#### 本文抜粋:
################
駐車禁止違反(駐禁)違反を取られると、帰化申請に影響が出るということを聞いたことがある人も多いと思います。
では、実際に駐禁はどの程度の影響があるのでしょうか。
1 駐禁違反はなぜ帰化に影響するのか?
駐車禁止違反をしてしまうと、なぜ帰化に影響するのかというと、帰化の要件に関係しているからです。
帰化の要件は以下の通りです。
①引き続き5年以上日本に住所を有すること(居住要件)
・「引き続き」とは
3ヶ月以上日本から出国した場合や、年間で累計100日以上日本から出国していた場合には、「引き続き」の要件を満たさない可能性があります。出張や出産などの出国理由であっても考慮されないこともあります。
・「5年以上」には、就労要件も含まれます。
5年のうち、直近3年以上、就労ビザで在留していることが必要です。
ただし、上記要件が緩件される場合あります。以下に当てはまるものがあれば、居住要件を満たします。
(1)日本で生まれた者で、引き続き3年以上、日本に住所もしくは居所を有し、または、その父もしくは母(養父母を除く)が日本で生まれた者
(2)10年以上の居住者であれば、1年の就労期間で構いません。
(3)日本人と結婚している外国人であれば、次の2つのいずれかの要件を満たせば、大丈夫です。配偶者が働いていれば、就労期間も要りません。
(ア)引き続き3年以上、日本に住所または居所を有し、かつ、現に日本に住所を有する者
→結婚前から、日本に引き続き3年以上住んでおり、その後に日本人と結婚した場合は、結婚した時点で要件を満たします。
################
#### 提供情報:
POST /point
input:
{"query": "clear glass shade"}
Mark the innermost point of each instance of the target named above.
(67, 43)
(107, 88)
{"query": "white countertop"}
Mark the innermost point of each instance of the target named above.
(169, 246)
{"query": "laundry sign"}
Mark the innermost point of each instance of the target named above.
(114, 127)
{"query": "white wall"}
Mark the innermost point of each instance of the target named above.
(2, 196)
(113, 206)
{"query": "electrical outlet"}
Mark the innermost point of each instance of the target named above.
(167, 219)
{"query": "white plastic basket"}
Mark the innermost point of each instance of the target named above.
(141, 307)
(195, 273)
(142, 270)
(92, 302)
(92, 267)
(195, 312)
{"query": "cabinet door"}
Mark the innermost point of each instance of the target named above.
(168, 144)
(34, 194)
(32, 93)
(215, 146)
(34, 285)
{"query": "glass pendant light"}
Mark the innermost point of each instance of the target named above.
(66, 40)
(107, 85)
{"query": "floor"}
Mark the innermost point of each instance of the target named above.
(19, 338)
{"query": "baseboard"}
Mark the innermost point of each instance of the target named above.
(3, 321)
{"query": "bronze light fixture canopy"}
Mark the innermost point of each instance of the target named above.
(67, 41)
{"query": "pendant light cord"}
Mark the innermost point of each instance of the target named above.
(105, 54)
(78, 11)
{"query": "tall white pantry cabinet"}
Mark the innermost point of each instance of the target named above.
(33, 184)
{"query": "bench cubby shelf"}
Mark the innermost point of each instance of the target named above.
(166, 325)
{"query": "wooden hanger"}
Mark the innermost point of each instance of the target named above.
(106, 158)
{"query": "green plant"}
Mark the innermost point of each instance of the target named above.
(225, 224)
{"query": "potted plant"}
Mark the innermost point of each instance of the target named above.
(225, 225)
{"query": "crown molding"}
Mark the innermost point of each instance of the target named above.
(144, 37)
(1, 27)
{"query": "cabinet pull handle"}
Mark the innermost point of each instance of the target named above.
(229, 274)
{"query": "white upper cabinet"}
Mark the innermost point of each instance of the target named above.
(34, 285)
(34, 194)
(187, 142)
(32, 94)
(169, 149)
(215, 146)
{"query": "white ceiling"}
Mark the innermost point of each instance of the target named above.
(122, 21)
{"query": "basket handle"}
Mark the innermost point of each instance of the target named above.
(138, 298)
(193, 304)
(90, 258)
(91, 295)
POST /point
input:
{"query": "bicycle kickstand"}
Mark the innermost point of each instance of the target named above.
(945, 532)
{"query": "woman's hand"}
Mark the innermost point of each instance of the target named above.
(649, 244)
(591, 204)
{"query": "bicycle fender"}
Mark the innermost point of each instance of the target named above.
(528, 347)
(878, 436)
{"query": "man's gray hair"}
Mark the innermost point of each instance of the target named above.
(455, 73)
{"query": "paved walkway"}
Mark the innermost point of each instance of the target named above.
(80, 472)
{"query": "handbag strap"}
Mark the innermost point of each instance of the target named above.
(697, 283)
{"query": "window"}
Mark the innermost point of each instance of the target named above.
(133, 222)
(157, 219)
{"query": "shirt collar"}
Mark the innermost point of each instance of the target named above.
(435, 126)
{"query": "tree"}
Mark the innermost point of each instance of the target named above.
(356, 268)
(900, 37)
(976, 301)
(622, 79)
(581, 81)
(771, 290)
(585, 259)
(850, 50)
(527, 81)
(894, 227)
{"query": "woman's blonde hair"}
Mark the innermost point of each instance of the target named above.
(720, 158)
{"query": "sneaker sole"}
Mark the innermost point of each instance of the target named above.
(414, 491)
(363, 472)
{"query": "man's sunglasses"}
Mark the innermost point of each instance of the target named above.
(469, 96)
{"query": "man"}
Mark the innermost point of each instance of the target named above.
################
#### 課題の指示:
駐禁と帰化についての本文から、「駐車禁止違反(駐禁)違反を取」を含む語句で始まり「帰化の要件は以下の通りです。」で終わる部分を、一字も変えずに書き写してください。

#### 解答例:
駐車禁止違反(駐禁)違反を取られると、帰化申請に影響が出るということを聞いたことがある人も多いと思います。
では、実際に駐禁はどの程度の影響があるのでしょうか。
1 駐禁違反はなぜ帰化に影響するのか?
駐車禁止違反をしてしまうと、なぜ帰化に影響するのかというと、帰化の要件に関係しているからです。
帰化の要件は以下の通りです。